TÂCHES À RÉALISER
a – Résumez en deux phrases le texte sur les prévisions de la Banque de France.
b – Veuillez poursuivre le texte sur les prévisions économiques de la Banque de France après sa dernière phrase.

TEXTE CITÉ

Dans ses projections macroéconomiques de juin, la Banque de France ne révise pas sa prévision de croissance pour 2024 par rapport à ses projections de mars, à 0,8%, et révise à la baisse ses prévisions pour 2025 et 2026, à respectivement 1,2% ( 0,3 point) et 1,6% (-0,1 point). La croissance serait tirée par la consommation des ménages, soutenue par la progression du pouvoir d'achat en lien avec la désinflation. L'investissement se replierait en moyenne cette année, mais rebondirait en 2025 et 2026. La Banque de France ne revoit pas ses prévisions d'inflation, à respectivement 2,5% en 2024, et 1,7% en 2025 et en 2026. Sa prévision d'inflation sous-jacente est toutefois révisée en légère hausse pour cette année, à +2,5% (+0,1 point). Il est toujours prévu, en revanche, que l'inflation sous-jacente retombe ensuite à 2,2% en 2025 et 1,9% en 2026 (prévisions inchangées).

Les prévisions de la Banque de France ont malheureusement été réalisées avant le passage des comptes nationaux en base 2020 et avant la publication des résultats détaillés des comptes nationaux trimestriels du premier trimestre le 31 mai dernier, avec une cut-off date au 22 mai. Or, la croissance pour 2023 a depuis été révisée à la hausse, à 1,1% (contre +0,9% initialement estimé), principalement sous l'effet d'une révision de l'évolution de la consommation des ménages. Surtout, la croissance a été révisée en hausse fin 2023, à +0,3% t/t au quatrième trimestre (soit +0,2 point), en lien avec de nouvelles données sur les services, ce qui porte l'acquis de croissance à 0,6% à l'issue du premier trimestre (+0,1 point).

La Banque de France semble, pour sa part, considérer que l'intégration des derniers chiffres de l'Insee ne changerait rien à sa prévision annuelle, car ces effets haussiers seraient compensés par d'autres effets baissiers. Ces derniers proviendraient des résultats de son enquête mensuelle de conjoncture, eux-mêmes publiés trop tardivement pour être intégrés à la prévision. Ils suggèreraient une croissance plus faible qu'anticipé au deuxième trimestre, comprise entre 0% et 0,1%. Cette estimation est toutefois entourée d'une plus forte incertitude qu'à l'accoutumée, du fait d'effets calendaires en lien avec le positionnement des jours fériés en mai.

Dans le détail, les résultats de l'enquête mensuelle de conjoncture de la Banque de France indiquent que l'activité aurait progressé en mai dans les services marchands, malgré une certaine décélération par rapport au mois précédent. Elle aurait en revanche nettement diminué dans l'industrie et le bâtiment, après une forte progression en avril, notamment en lien avec les congés et fermetures liés au positionnement des jours fériés (et la météo qui a défavorablement affecté les chantiers). Ces résultats pour mai sont toutefois à interpréter avec précaution, car ils sont certes corrigés du nombre de jours ouvrables, mais pas de leur positionnement, tandis que la correction des jours ouvrables effectuée par l'Insee dans les comptes nationaux trimestriels tient compte des deux effets. Les chefs d'entreprises anticipent que l'activité rebondirait en juin dans l'industrie et accélèrerait dans les services. L'activité progresserait également en juin dans le bâtiment, quoique plus légèrement, avec un rebond dans le second œuvre, mais de nouveau une contraction dans le gros œuvre. Ces résultats pour juin sont également à interpréter avec précaution, car ils sont relatifs par rapport au mois de mai.

INFORMATIONS AFFICHÉES
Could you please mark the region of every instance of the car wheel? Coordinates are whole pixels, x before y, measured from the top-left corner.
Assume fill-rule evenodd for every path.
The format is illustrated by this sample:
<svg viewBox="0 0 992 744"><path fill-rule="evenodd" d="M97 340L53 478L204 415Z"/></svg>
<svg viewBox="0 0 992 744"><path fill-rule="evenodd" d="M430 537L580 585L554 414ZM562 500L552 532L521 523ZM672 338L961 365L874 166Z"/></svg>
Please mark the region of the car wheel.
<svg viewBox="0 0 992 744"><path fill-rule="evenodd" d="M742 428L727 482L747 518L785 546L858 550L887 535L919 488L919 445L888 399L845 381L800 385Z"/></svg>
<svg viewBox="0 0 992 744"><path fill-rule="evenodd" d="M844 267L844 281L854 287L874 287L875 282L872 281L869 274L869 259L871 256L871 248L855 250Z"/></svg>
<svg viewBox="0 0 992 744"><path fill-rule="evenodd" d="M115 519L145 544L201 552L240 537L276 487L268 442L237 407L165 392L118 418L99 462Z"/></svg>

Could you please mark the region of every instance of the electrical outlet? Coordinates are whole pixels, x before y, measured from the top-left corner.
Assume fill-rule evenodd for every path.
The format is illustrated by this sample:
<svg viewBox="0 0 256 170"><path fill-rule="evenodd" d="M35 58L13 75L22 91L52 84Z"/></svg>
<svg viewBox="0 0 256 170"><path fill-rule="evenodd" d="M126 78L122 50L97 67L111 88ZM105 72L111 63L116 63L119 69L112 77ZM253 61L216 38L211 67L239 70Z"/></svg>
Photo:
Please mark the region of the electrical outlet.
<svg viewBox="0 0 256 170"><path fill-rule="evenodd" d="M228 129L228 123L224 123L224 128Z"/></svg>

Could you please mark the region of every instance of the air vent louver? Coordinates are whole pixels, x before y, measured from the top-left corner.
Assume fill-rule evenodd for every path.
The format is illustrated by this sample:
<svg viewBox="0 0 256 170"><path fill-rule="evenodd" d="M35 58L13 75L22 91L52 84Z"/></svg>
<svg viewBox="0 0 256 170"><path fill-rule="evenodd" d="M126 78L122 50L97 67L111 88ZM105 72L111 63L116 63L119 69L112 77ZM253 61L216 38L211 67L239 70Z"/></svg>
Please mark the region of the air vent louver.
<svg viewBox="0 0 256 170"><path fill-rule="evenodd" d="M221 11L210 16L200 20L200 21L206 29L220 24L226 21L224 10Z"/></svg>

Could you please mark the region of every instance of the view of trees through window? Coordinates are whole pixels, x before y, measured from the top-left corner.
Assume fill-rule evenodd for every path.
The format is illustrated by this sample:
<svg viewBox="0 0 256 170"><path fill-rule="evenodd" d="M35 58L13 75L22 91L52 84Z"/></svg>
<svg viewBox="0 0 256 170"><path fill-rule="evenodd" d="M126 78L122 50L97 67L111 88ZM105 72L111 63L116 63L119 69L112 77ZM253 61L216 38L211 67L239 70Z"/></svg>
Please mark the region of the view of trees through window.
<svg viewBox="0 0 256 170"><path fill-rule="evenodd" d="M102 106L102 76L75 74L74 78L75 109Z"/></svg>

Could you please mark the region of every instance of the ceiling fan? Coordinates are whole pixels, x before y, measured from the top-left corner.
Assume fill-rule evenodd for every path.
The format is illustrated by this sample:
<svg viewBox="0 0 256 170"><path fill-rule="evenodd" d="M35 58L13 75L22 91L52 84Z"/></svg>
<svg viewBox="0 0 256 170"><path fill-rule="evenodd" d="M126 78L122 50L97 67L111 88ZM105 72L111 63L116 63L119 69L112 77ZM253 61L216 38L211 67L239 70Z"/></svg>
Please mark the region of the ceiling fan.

RÉSULTATS ATTENDUS
a – La Banque de France maintient sa prévision de croissance pour 2024 à 0,8 %, tirée par la consommation des ménages, et ne revoit pas ses prévisions d'inflation, mais ses projections sont antérieures à la révision à la hausse, par les comptes nationaux, de la croissance de 2023 et de la fin de 2023. Elle considère que ces effets haussiers seraient compensés par les résultats de son enquête mensuelle de conjoncture, qui suggèrent une croissance plus faible qu'anticipé au deuxième trimestre, avec une activité en baisse en mai dans l'industrie et le bâtiment et un rebond attendu en juin.

b –
Notre opinion – La prévision de croissance de la Banque de France, à +0,8% en 2024, nous paraît relativement pessimiste, alors que la croissance pour l'année 2023 s'est finalement établie à 1,1% d'après l'Insee, et que l'acquis de croissance annuelle à l'issue du premier trimestre est déjà de 0,6%. Notre prévision qui sera prochainement publiée devrait s'établir à 1,1%, soit une croissance annuelle équivalente à celle de 2023. Il faut toutefois admettre que les risques baissiers sur l'activité semblent désormais dominer face aux risques haussiers, depuis la révélation des résultats des élections européennes en France et la décision par le président de la République de dissoudre l'Assemblée nationale, mais les projections de la Banque de France sont réalisées sous l'hypothèse conventionnelle de politique économique inchangée. La prévision intègre, en revanche, une nette réduction du déficit public en prévision, ramené vers 4% du PIB en 2026, avec des effets évidemment négatifs sur l'activité, même si cette réduction est moindre que prévu par le gouvernement dans le programme de stabilité.

Article publié le 14 juin 2024 dans notre hebdomadaire Monde – L'actualité de la semaine

France – Que faut-il retenir des dernières publications de la Banque de France ?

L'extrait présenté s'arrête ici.